Exercise:
Pick out and copy every line of the listing below that contains the string "stack". Case counts when matching.

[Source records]
>> Start
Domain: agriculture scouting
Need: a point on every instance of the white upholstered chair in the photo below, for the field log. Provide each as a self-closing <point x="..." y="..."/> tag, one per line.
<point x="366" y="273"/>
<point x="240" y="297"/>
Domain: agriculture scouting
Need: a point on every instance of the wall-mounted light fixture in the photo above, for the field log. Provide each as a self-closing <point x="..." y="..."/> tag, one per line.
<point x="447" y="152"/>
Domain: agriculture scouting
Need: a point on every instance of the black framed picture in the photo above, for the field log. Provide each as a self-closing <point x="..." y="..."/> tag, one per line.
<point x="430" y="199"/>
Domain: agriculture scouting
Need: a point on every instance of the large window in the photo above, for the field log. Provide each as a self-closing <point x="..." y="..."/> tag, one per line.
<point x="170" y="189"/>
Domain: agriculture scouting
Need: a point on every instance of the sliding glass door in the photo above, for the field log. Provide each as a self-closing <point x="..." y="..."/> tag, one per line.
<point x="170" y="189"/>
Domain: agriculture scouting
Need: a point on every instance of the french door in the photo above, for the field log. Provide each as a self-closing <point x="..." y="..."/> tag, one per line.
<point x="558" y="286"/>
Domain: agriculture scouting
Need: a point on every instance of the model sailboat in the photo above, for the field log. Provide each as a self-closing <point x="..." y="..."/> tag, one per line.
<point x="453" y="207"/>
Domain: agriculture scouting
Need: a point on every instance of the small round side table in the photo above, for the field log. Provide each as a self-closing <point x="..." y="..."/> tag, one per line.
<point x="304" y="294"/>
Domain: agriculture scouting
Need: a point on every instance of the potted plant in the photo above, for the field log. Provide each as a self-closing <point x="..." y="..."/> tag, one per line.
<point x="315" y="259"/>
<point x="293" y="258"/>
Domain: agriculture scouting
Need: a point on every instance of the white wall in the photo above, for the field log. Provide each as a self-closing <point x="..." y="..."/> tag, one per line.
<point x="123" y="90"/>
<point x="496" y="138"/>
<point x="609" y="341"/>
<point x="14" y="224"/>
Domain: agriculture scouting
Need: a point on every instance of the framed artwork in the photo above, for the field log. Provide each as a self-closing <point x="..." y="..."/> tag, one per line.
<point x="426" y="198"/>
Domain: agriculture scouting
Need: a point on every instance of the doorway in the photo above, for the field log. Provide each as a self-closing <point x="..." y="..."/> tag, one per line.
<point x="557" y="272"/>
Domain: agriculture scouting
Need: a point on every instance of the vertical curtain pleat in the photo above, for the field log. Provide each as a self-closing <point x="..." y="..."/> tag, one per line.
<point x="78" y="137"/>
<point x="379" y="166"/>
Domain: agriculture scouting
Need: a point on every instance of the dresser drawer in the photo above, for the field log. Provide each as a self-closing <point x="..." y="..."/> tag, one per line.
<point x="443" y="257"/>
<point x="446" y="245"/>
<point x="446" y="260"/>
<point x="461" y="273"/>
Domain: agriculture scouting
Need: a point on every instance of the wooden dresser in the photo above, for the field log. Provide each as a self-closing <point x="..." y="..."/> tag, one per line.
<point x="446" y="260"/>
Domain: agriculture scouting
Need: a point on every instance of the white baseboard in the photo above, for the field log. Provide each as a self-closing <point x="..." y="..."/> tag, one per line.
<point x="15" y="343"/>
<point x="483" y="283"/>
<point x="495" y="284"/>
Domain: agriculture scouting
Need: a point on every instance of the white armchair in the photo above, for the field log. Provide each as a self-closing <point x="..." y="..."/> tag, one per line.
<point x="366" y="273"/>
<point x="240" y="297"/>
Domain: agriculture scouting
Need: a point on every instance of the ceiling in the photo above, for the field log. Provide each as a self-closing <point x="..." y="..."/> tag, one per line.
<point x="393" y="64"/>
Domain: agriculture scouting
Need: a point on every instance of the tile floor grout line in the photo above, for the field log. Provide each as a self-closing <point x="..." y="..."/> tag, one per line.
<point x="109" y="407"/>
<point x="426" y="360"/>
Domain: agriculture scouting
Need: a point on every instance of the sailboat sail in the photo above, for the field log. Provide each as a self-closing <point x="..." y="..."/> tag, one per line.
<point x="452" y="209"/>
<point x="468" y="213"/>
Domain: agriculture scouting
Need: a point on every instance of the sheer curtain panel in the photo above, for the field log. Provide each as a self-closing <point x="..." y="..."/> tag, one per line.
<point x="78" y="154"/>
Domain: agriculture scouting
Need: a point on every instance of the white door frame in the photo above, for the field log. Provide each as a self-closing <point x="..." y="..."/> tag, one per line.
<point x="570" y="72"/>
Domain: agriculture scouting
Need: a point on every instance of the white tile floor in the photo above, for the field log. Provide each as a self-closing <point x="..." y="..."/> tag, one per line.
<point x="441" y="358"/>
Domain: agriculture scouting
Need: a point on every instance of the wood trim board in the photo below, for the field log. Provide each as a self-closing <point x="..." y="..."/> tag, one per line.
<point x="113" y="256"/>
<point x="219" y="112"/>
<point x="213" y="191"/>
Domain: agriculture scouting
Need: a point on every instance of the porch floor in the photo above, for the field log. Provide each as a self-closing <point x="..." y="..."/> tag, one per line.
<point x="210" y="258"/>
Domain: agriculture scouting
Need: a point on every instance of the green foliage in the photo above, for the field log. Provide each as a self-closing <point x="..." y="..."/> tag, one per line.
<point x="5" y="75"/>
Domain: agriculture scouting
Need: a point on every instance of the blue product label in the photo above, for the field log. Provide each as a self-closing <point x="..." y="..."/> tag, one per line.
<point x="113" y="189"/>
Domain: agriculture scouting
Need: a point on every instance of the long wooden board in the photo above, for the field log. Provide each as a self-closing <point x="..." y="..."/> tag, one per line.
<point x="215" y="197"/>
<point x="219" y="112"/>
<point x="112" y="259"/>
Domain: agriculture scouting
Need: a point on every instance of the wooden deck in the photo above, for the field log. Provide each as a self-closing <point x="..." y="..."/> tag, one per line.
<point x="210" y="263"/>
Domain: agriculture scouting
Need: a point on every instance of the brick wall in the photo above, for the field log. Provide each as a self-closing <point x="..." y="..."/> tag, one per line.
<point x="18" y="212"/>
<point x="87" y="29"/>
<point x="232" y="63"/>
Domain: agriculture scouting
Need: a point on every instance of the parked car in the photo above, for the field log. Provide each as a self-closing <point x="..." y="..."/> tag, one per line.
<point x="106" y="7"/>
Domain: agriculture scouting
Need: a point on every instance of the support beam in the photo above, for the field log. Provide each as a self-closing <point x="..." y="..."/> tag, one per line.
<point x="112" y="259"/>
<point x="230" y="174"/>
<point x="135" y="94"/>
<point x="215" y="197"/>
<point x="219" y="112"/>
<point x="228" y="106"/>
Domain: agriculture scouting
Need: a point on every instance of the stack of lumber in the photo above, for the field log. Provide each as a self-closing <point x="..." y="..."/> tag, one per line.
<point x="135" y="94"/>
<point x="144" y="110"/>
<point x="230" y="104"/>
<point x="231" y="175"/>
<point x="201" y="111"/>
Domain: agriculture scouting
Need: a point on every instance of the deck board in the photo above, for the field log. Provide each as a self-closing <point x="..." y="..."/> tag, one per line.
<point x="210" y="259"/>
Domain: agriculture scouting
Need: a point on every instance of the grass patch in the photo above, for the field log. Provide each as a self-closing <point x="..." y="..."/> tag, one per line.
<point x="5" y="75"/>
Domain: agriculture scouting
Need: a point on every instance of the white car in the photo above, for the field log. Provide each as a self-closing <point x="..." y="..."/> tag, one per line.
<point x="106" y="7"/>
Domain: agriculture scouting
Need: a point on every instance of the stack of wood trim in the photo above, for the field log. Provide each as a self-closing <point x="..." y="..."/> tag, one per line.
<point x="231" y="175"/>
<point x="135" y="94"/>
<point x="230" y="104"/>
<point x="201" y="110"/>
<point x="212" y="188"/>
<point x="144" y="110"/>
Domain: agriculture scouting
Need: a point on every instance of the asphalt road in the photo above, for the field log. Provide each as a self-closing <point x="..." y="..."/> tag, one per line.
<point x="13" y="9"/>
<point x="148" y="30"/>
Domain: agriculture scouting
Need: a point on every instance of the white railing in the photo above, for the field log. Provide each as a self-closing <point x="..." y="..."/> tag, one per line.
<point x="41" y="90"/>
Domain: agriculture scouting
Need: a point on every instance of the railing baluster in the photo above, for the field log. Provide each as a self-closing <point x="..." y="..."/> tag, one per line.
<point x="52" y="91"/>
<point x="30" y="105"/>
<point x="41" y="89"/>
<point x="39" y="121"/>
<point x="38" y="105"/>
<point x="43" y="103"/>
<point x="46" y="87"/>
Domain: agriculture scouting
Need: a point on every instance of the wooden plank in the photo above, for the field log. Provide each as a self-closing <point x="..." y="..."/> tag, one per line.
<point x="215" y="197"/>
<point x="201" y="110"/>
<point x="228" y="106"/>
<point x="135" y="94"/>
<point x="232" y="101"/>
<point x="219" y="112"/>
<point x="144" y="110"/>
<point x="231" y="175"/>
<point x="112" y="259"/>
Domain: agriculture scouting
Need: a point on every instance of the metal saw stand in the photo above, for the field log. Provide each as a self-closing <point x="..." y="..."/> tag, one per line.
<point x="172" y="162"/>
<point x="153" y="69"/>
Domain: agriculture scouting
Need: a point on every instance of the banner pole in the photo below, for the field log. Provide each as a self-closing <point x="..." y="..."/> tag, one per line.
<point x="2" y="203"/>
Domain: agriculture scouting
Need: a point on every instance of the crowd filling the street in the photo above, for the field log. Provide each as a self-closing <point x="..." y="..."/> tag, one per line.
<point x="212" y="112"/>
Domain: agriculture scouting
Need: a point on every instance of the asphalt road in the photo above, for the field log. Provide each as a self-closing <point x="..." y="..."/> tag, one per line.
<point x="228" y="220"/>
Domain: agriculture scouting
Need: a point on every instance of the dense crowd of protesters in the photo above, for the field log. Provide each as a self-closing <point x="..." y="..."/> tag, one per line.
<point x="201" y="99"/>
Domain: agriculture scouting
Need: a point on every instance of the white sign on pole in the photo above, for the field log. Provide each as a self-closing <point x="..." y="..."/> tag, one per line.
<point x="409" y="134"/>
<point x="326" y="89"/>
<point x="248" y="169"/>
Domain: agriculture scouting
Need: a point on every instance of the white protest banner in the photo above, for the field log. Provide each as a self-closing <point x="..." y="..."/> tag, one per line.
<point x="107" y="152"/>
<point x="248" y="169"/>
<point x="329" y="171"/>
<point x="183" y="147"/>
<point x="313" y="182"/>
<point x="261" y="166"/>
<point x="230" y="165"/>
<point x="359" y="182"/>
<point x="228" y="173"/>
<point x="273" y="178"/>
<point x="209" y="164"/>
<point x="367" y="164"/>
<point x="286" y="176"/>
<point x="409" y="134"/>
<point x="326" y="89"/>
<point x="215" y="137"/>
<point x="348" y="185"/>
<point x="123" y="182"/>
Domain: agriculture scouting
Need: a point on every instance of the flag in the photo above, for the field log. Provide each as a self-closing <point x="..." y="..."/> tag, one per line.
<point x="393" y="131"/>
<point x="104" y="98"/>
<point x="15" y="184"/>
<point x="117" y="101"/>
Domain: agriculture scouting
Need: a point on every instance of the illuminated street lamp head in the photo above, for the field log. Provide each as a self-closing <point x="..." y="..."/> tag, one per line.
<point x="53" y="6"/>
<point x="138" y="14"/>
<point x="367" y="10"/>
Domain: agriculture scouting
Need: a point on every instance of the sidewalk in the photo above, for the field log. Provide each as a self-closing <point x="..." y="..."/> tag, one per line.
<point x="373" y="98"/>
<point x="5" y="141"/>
>> End
Answer to this problem:
Need: a point on every instance of the stack of lumber in the photo above, for the field log. Provide each as a self-closing <point x="..." y="..."/> tag, one per line.
Need: a point on every instance of the stack of wood trim in the photo above, for the field log. Provide each as a self-closing <point x="..." y="..."/> tag, one per line.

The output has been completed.